EXERCISE PROMPT:
Each record needs to be transcribed exactly.

*** INPUT ***

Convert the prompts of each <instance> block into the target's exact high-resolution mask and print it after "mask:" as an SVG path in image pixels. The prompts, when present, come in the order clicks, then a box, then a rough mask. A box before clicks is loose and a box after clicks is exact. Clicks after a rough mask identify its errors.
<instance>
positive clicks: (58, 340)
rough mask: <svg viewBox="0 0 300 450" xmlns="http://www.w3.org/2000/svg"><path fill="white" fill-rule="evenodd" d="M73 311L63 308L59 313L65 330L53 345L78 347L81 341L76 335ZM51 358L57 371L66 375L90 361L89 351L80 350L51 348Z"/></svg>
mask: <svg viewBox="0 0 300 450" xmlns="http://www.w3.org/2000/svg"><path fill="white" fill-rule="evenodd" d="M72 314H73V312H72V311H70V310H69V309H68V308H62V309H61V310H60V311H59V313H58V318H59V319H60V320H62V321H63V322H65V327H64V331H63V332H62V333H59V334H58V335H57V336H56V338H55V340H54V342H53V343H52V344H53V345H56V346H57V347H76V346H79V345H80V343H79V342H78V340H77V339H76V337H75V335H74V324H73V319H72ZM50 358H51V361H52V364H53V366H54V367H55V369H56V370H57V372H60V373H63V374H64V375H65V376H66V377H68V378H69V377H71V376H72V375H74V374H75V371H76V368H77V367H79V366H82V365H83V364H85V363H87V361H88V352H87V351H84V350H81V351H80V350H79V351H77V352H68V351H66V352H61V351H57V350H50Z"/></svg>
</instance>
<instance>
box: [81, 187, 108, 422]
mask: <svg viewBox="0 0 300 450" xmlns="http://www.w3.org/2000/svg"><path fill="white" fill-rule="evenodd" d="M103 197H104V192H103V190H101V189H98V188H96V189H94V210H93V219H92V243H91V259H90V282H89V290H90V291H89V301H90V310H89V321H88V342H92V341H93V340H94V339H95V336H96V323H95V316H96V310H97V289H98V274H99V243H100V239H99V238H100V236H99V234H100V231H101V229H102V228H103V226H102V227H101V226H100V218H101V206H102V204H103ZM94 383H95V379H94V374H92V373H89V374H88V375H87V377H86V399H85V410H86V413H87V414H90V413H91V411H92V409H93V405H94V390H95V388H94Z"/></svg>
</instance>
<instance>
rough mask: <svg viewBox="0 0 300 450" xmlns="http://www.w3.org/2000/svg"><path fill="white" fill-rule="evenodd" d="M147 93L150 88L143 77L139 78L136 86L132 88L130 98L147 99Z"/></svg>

*** End of INPUT ***

RESULT OF THE TASK:
Convert the prompts of each <instance> block into the target's exact high-resolution mask and print it after "mask:" as an SVG path in image pixels. The prompts, when present, come in the order clicks, then a box, then a rough mask. A box before clicks is loose and a box after clicks is exact. Clicks after a rough mask identify its errors.
<instance>
positive clicks: (58, 340)
rough mask: <svg viewBox="0 0 300 450" xmlns="http://www.w3.org/2000/svg"><path fill="white" fill-rule="evenodd" d="M73 311L63 308L59 313L65 330L53 345L78 347L81 341L76 335ZM51 358L57 371L66 375L90 361L89 351L80 350L51 348Z"/></svg>
mask: <svg viewBox="0 0 300 450" xmlns="http://www.w3.org/2000/svg"><path fill="white" fill-rule="evenodd" d="M72 314H73V312H72V311H70V310H69V309H68V308H62V309H61V310H60V311H59V313H58V318H59V319H60V320H62V321H63V322H65V327H64V331H63V332H62V333H59V334H58V335H57V336H56V338H55V340H54V342H53V343H52V344H53V345H56V346H57V347H76V346H79V345H80V343H79V342H78V340H77V339H76V337H75V335H74V324H73V319H72ZM50 358H51V361H52V364H53V366H54V367H55V369H56V370H57V372H60V373H63V374H64V375H65V376H66V377H68V378H69V377H71V376H72V375H74V374H75V371H76V368H77V367H79V366H82V365H83V364H85V363H87V361H88V352H87V351H84V350H81V351H80V350H79V351H77V352H68V351H66V352H61V351H57V350H50Z"/></svg>
</instance>
<instance>
box: [81, 187, 108, 422]
mask: <svg viewBox="0 0 300 450" xmlns="http://www.w3.org/2000/svg"><path fill="white" fill-rule="evenodd" d="M103 197H104V192H103V190H101V189H98V188H96V189H94V210H93V219H92V243H91V259H90V282H89V290H90V291H89V301H90V310H89V321H88V342H92V341H93V340H94V339H95V336H96V323H95V316H96V310H97V289H98V274H99V243H100V239H99V238H100V236H99V234H100V231H101V229H102V228H103V226H102V227H101V226H100V218H101V206H102V204H103ZM94 383H95V379H94V374H92V373H89V374H88V375H87V377H86V399H85V410H86V413H87V414H90V413H91V411H92V409H93V405H94V390H95V388H94Z"/></svg>
</instance>
<instance>
rough mask: <svg viewBox="0 0 300 450" xmlns="http://www.w3.org/2000/svg"><path fill="white" fill-rule="evenodd" d="M147 93L150 88L143 77L139 78L136 86L132 88L130 98L147 99Z"/></svg>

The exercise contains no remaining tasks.